#### Task details:
An exact reprint of the data below is required, line for line.

Saved data entries:
>>>>
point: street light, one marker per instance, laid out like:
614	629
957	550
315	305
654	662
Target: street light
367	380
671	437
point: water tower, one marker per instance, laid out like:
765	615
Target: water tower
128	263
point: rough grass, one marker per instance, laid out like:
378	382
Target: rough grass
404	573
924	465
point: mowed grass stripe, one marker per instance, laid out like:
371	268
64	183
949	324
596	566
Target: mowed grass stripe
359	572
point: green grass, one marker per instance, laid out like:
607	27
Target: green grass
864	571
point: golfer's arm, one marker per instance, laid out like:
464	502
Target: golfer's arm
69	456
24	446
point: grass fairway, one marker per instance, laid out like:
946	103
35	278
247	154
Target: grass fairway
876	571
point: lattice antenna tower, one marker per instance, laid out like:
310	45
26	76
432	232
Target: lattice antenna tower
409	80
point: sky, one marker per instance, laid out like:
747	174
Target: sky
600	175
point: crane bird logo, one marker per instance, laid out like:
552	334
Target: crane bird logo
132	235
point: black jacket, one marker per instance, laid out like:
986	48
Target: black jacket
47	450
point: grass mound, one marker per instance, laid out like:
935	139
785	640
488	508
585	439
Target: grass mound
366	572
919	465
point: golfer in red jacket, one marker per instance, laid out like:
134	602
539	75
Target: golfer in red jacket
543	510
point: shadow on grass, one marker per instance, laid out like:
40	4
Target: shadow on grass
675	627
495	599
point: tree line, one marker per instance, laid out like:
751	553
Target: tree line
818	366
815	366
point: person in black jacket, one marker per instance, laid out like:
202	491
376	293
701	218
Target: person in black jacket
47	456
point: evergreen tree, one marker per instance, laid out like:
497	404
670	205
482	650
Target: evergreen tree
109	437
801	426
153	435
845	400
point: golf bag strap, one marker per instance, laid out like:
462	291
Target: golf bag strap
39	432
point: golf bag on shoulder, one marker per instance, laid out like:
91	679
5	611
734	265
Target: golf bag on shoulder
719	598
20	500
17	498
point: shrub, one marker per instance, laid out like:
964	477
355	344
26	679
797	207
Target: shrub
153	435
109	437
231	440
<<<<
#### Your solution:
point: street light, one marker per instance, laid out like:
614	629
957	550
315	305
654	662
Target: street light
367	380
671	437
point: water tower, one marker per instance, laid out like:
765	615
Target: water tower
128	263
point: rough grass, one marker per instance, laid out like:
378	382
Target: rough grass
404	573
924	465
point: mowed grass stripe, one marker per instance, laid out like:
371	268
64	183
949	324
596	566
Target: mowed grass stripe
359	572
point: green grass, one marker per instance, laid out like:
607	27
Target: green grass
864	571
point: golfer's arm, one marker per instance, laid out like:
464	502
Target: golfer's arm
69	456
24	446
point: grass fairway, one marker per instance, laid out like:
946	103
35	278
247	154
Target: grass fairway
876	571
point: lattice antenna tower, one marker per instance, laid out like:
310	45
26	76
432	232
Target: lattice antenna tower
409	80
point: sky, one marker per instance, laid out like:
747	174
Target: sky
600	175
point: crane bird logo, one marker per instance, laid out like:
552	334
Target: crane bird logo
132	235
point: black jacket, one marker per instance, laid out like:
986	48
Target: black jacket
47	450
point: grass mound, one marker per instance, laid out like:
935	139
785	640
488	508
585	439
Target: grass mound
366	572
919	465
point: golfer in red jacket, one marker per instance, laid out like:
134	602
539	75
Target: golfer in red jacket
543	510
point: shadow on grass, one marker per instance, laid out like:
40	4
Target: shadow on grass
675	627
495	599
point: tree line, one marker per instance, laid out like:
751	553
Target: tree line
818	366
815	366
point: person in black jacket, one marker per instance, laid out like:
202	491
376	293
701	218
Target: person in black jacket
47	456
point: evergreen tree, one marker per instance, laid out like:
497	404
670	205
482	650
Target: evergreen tree
109	437
801	426
153	435
845	400
point: golf bag strap, one marker per instance, laid out like:
462	291
Target: golf bag strap
39	432
point: golf bag on shoulder, one marker per instance, laid out like:
91	679
5	611
734	265
Target: golf bag on shoulder
719	598
20	500
17	498
point: shrub, one marker per instance, laid out like:
964	477
355	344
26	679
797	207
Target: shrub
153	435
109	437
231	440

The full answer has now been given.